Oberlandesgericht Braunschweig
Beschl. v. 08.04.2019, Az.: 1 Ss 5/19

Angaben zum Fälligkeitszeitpunkt bei Verurteilung wegen Vorenthaltens und Veruntreuens von Arbeitsentgelt; Bildung von Rückstellungen zur Erstellung des Jahresabschlusses zur Vermeidung einer Verurteilung wegen Verletzung der Buchführungspflicht

Bibliographie

Gericht
OLG Braunschweig
Datum
08.04.2019
Aktenzeichen
1 Ss 5/19
Entscheidungsform
Beschluss
Referenz
WKRS 2019, 25902
Entscheidungsname
[keine Angabe]
ECLI
[keine Angabe]

Verfahrensgang

vorgehend
LG Braunschweig - 29.10.2018

Fundstellen

  • FA 2019, 240
  • GmbH-Stpr. 2019, 383
  • GmbH-Stpr. 2019, 279
  • GmbHR 2019, 776-778
  • NZWiSt 2019, 402-404
  • ZInsO 2019, 1423-1425
  • wistra 2019, 471-472

Amtlicher Leitsatz

1. Bei der Verurteilung wegen Vorenthaltens und Veruntreuens von Arbeitsentgelt ist es - sofern das Urteil nicht auf Beitragsnachweisen (§ 28f Abs. 3 S. 1 SGB IV) beruht - regelmäßig erforderlich, für die einzelnen Fälligkeitszeitpunkte (§ 23 Abs. 1 S. 2 oder S. 3 SGB IV) Feststellungen zu der vom Arbeitgeber zu zahlenden Vergütung der jeweiligen sozialversicherungspflichtig Beschäftigen und zu den Beitragssätzen der einzelnen Krankenkassen zu treffen.

2. Bei § 283b Abs. 1 Nr. 3b StGB (Verletzung der Buchführungspflicht) handelt es sich um ein echtes Unterlassungsdelikt, so dass die Strafbarkeit entfällt, wenn der zur fristgerechten Bilanzierung Verpflichtete die Liquidität für die Einschaltung eines sachkundigen Dritten nicht aufbringen kann, sofern er selbst nicht über die notwendigen Kenntnisse verfügt.

3. Allerdings ist der für die Erstellung der Bilanz Verantwortliche gehalten, bereits zum Ende des Geschäftsjahres eine Rückstellung für die Erstellung des Jahresabschlusses zu bilden und sachkundige Dritte dann so rechtzeitig zu beauftragen, dass die Bilanz fristgerecht erstellt werden kann. Um einem Buchführungspflichtigen die Unmöglichkeit der Pflichterfüllung nach den Grundsätzen der omissio libera in causa zuzurechnen, bedarf es dann aber Feststellungen dazu, wann sachkundige Dritte - angesichts der Verhältnisse der konkreten Gesellschaft - spätestens hätten beauftragt werden müssen, um die rechtzeitige Erstellung der Bilanz sicherzustellen.

* [ZIEL]: Geben Sie an, welches Gericht im Beschluss unter „vorgehend“ aufgeführt ist und mit welchem Datum. Stützen Sie sich ausschließlich auf den Beschluss.

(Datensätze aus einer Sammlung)
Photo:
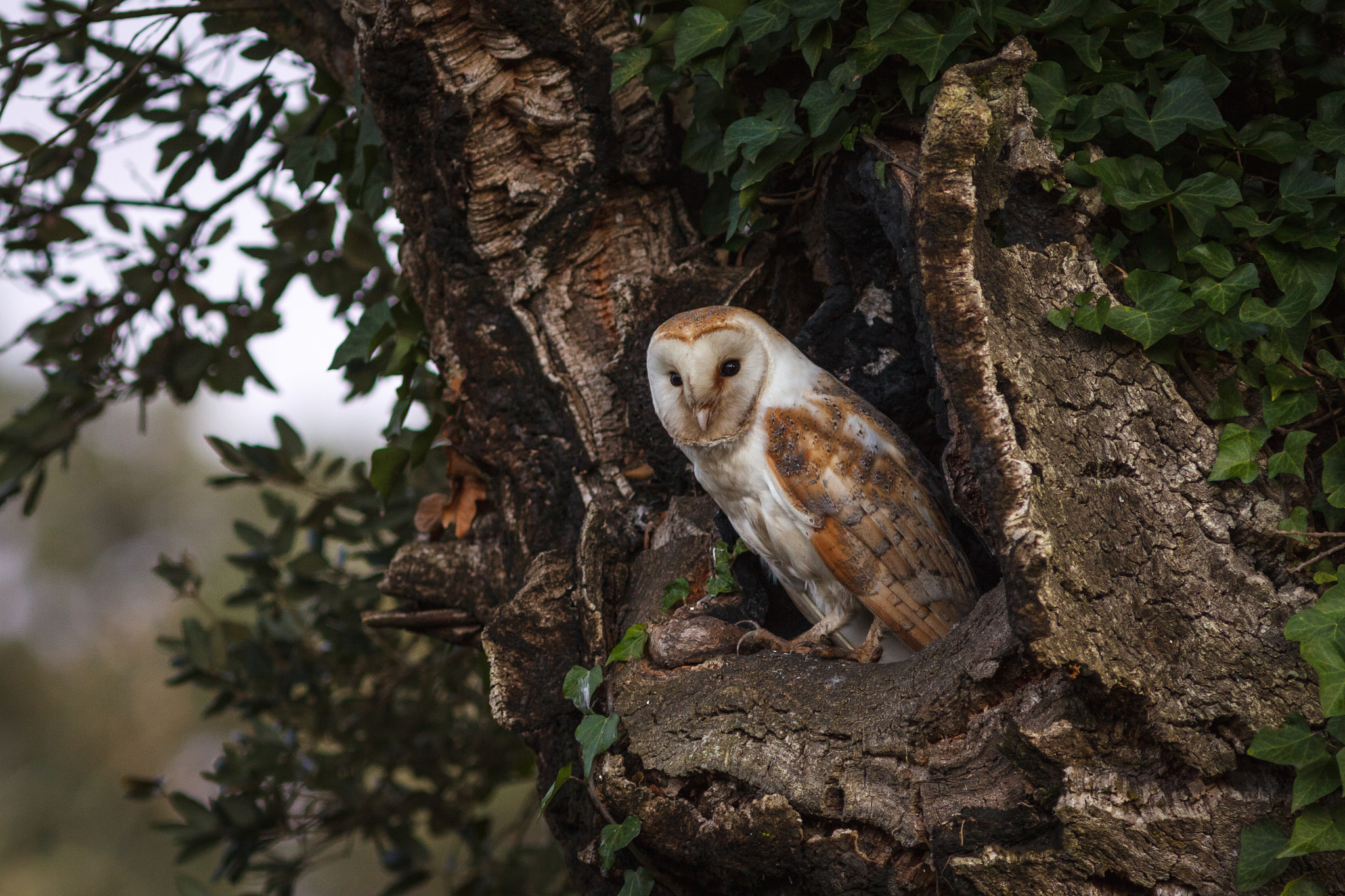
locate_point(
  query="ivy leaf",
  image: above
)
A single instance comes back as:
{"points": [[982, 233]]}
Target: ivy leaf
{"points": [[1300, 184], [916, 39], [580, 685], [628, 64], [1228, 403], [698, 30], [1134, 183], [1158, 304], [1207, 73], [595, 735], [1327, 137], [1287, 409], [1245, 218], [1197, 198], [1183, 101], [822, 102], [1327, 657], [1238, 450], [1292, 744], [1258, 859], [1315, 781], [1086, 45], [1214, 257], [1304, 276], [562, 777], [1224, 331], [884, 12], [1319, 829], [638, 883], [752, 135], [1293, 457], [615, 837], [1328, 363], [1261, 38], [1046, 83], [676, 593], [1216, 18], [762, 19], [631, 645], [1224, 295]]}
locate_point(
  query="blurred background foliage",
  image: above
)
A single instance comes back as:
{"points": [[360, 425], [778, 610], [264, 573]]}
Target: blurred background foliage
{"points": [[173, 182]]}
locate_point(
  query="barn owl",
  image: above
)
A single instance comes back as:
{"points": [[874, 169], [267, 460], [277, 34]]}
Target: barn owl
{"points": [[821, 485]]}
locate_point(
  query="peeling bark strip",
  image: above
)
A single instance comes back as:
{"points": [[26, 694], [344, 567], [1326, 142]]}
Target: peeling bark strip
{"points": [[1080, 733]]}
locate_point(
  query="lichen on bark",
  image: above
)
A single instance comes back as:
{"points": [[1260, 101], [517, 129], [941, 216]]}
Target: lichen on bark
{"points": [[1083, 731]]}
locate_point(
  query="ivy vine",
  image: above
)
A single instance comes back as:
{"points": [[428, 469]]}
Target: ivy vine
{"points": [[1214, 132]]}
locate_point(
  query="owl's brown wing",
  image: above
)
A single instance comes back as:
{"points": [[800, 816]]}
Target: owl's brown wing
{"points": [[877, 523]]}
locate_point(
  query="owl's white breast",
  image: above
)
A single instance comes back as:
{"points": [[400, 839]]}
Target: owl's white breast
{"points": [[740, 480]]}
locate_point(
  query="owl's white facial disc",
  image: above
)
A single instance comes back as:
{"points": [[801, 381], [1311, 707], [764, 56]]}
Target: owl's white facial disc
{"points": [[707, 370]]}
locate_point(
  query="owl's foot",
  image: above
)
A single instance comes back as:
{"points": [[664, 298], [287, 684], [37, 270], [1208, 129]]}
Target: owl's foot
{"points": [[762, 640]]}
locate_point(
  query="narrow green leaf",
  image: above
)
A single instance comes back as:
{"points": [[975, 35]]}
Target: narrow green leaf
{"points": [[676, 593], [595, 735], [562, 777], [631, 645], [1228, 403], [580, 685], [1294, 456], [361, 340], [1258, 860], [628, 64], [638, 883], [613, 837]]}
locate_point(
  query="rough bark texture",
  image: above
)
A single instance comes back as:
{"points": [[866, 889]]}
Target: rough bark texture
{"points": [[1082, 733]]}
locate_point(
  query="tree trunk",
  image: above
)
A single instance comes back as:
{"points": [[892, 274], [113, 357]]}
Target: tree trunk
{"points": [[1083, 731]]}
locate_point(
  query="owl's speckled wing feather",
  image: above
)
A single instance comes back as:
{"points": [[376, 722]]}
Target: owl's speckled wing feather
{"points": [[872, 503]]}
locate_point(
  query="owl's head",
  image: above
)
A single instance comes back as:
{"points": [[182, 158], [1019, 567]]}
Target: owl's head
{"points": [[707, 372]]}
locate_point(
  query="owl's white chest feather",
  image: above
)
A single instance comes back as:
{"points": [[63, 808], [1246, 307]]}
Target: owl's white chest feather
{"points": [[741, 482]]}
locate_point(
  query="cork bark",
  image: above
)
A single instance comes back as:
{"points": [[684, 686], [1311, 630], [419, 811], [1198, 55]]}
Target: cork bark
{"points": [[1082, 733]]}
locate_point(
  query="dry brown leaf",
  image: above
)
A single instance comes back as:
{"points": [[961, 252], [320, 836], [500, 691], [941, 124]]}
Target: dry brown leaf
{"points": [[464, 504], [430, 512]]}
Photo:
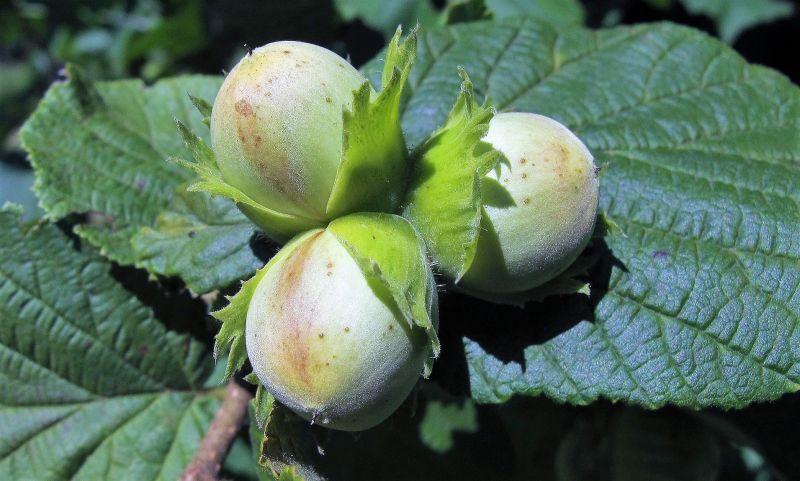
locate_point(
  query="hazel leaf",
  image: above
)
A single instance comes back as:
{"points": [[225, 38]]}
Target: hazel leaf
{"points": [[87, 368], [373, 172]]}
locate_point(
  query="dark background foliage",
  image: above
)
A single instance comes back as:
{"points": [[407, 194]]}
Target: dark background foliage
{"points": [[152, 39]]}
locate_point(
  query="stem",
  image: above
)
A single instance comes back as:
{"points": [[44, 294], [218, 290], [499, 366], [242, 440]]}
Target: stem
{"points": [[207, 460]]}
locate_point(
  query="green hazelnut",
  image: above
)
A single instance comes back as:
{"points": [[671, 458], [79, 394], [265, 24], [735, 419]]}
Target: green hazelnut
{"points": [[326, 345], [539, 204], [277, 129]]}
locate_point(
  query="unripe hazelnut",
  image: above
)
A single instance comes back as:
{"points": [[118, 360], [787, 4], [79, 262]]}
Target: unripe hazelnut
{"points": [[278, 134], [325, 344], [539, 204]]}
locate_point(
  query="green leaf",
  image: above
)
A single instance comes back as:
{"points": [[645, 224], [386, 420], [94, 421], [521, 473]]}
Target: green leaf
{"points": [[443, 419], [557, 12], [201, 232], [735, 16], [702, 158], [374, 169], [101, 148], [87, 369], [392, 257], [444, 199], [230, 338]]}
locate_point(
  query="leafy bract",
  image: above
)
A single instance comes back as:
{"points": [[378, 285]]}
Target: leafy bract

* [ANTWORT]: Das LG Braunschweig mit dem Datum 29.10.2018.